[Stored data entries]

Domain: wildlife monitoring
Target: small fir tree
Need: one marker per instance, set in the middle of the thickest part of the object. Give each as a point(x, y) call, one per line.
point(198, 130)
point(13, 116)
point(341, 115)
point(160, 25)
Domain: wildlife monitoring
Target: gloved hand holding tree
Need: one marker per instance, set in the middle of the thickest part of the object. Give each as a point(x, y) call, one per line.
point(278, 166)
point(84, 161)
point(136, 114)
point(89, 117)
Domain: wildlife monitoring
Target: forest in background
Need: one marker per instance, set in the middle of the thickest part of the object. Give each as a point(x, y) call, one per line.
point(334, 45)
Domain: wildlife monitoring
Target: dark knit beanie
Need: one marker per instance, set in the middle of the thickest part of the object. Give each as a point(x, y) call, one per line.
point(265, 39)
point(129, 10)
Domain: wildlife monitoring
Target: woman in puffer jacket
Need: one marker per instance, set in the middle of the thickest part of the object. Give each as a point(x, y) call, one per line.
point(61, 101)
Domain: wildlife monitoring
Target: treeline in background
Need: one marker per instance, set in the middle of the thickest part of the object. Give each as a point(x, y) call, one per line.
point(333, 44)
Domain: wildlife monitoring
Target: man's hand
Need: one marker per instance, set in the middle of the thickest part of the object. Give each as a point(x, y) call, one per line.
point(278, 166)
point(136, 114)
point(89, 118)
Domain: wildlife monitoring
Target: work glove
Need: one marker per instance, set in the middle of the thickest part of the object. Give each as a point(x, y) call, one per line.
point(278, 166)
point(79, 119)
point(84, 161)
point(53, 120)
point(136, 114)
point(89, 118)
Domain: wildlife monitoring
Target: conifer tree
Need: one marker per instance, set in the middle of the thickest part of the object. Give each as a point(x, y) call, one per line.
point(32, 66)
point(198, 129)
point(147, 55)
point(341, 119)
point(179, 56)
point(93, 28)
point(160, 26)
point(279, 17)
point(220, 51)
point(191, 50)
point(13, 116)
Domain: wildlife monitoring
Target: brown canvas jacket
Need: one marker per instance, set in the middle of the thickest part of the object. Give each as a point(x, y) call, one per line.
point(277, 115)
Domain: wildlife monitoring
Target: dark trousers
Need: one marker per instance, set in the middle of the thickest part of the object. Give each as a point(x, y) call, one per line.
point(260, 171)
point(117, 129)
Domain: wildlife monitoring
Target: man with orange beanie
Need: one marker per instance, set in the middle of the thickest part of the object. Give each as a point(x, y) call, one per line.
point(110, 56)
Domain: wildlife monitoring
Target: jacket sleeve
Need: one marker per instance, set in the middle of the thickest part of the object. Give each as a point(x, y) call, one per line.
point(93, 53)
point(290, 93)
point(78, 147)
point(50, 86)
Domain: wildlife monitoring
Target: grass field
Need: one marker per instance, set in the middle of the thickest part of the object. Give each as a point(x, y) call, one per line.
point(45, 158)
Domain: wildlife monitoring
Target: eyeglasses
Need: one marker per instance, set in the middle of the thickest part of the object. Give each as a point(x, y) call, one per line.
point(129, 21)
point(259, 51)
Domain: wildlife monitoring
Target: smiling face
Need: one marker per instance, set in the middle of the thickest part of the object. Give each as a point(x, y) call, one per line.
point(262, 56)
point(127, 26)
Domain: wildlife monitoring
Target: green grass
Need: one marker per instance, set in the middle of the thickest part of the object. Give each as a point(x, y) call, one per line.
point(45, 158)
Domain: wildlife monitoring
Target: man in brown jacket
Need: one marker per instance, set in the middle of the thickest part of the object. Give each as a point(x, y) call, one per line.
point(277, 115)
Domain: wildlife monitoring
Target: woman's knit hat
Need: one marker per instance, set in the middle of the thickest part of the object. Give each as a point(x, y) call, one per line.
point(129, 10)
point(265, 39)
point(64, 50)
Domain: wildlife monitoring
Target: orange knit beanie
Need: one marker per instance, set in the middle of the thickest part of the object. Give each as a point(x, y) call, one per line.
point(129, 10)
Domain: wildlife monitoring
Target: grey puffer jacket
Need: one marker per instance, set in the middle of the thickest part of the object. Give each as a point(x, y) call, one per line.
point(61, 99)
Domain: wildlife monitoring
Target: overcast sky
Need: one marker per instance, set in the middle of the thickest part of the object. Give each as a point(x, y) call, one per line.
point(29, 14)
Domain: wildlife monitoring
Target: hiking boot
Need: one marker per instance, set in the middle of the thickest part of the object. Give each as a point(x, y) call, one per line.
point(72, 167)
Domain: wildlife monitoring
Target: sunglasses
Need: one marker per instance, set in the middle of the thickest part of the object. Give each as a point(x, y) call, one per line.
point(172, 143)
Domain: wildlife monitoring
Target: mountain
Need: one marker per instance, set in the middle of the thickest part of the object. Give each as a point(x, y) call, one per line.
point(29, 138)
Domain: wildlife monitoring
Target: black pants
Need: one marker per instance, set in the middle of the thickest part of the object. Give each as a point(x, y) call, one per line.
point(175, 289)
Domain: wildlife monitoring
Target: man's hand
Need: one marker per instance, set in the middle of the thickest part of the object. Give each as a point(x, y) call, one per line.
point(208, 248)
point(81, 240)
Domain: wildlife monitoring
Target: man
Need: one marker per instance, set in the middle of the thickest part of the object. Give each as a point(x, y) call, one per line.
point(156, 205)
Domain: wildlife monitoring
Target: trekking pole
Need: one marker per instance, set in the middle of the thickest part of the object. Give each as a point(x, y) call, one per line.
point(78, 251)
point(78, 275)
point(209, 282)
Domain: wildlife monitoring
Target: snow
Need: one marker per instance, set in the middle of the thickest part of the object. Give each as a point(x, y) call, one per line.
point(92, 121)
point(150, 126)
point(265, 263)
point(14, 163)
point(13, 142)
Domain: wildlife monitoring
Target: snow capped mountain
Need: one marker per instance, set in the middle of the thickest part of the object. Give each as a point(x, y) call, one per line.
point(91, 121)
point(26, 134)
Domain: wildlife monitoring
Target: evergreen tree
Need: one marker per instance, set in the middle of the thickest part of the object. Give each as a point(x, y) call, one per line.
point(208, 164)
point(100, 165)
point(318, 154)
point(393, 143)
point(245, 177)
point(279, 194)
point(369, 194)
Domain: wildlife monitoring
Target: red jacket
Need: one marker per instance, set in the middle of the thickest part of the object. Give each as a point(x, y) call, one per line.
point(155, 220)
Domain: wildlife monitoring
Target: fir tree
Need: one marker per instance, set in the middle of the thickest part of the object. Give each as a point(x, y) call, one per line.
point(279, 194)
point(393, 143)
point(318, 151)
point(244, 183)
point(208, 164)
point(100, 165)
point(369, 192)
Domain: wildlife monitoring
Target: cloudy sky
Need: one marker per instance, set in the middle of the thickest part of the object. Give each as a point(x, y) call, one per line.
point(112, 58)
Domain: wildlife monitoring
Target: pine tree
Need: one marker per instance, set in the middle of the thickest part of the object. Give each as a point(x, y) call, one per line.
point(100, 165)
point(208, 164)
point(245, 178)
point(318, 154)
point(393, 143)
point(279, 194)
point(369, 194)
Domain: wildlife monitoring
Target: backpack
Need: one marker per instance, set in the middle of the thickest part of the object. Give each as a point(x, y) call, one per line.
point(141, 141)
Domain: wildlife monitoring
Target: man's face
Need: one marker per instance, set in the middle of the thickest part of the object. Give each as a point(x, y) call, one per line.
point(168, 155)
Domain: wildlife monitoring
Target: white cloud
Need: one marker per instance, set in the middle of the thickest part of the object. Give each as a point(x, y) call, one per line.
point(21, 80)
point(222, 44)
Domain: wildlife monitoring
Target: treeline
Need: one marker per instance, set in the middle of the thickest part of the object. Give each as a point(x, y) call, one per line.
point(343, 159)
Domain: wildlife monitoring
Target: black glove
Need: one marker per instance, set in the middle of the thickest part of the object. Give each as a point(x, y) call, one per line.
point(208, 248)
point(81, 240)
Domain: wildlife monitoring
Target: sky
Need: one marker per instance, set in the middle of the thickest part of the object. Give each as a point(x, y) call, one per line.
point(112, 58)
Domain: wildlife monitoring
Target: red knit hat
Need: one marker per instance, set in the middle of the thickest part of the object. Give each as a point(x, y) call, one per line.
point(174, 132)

What is required
Return only the part of the records above that opens with the line containing "Target: grey puffer jacket" and closes with the line containing "Target: overcast sky", ends included.

Finished task
Target: grey puffer jacket
Need: one marker per instance, set in the middle of the thickest part of the object. Give each as a point(x, y) call, one per line.
point(61, 99)
Domain: wildlife monitoring
Target: overcast sky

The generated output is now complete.